### Task objective
Check every line below for the string "list". Copy the ones that have it.

### Exercise material
_ _ _ _ _

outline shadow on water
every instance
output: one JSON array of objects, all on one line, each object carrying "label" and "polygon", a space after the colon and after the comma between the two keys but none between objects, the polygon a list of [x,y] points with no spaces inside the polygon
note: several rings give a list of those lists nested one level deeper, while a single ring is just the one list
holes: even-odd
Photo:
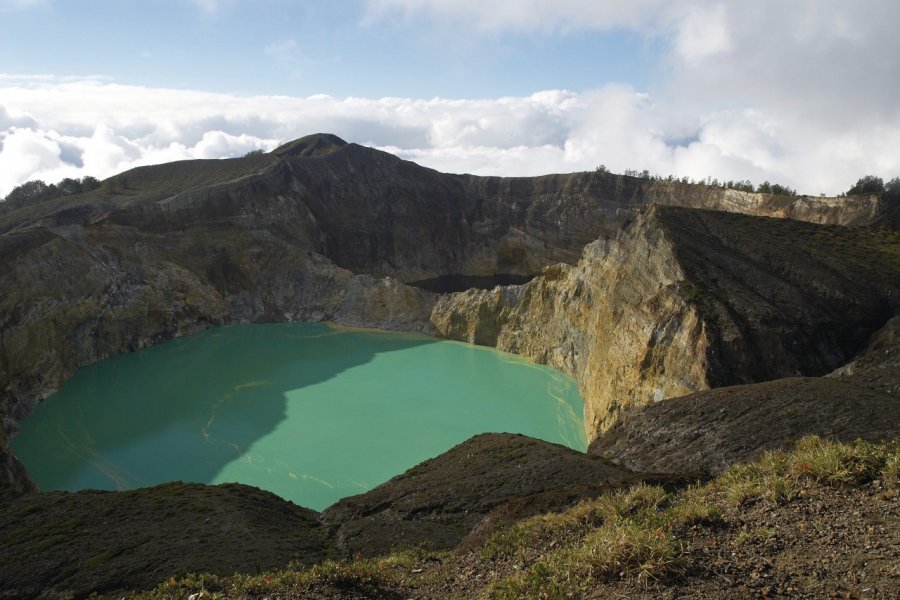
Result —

_ _ _ _ _

### Output of the exercise
output: one JSON array of objects, all on one line, each object carrying "label" and "polygon", a space after the colon and after the comma between the two keys but none between objects, the polygon a list of [x,y] points with no spaces inside the polygon
note: several rings give a list of those lists nested one level deeper, while a single ring is just the one list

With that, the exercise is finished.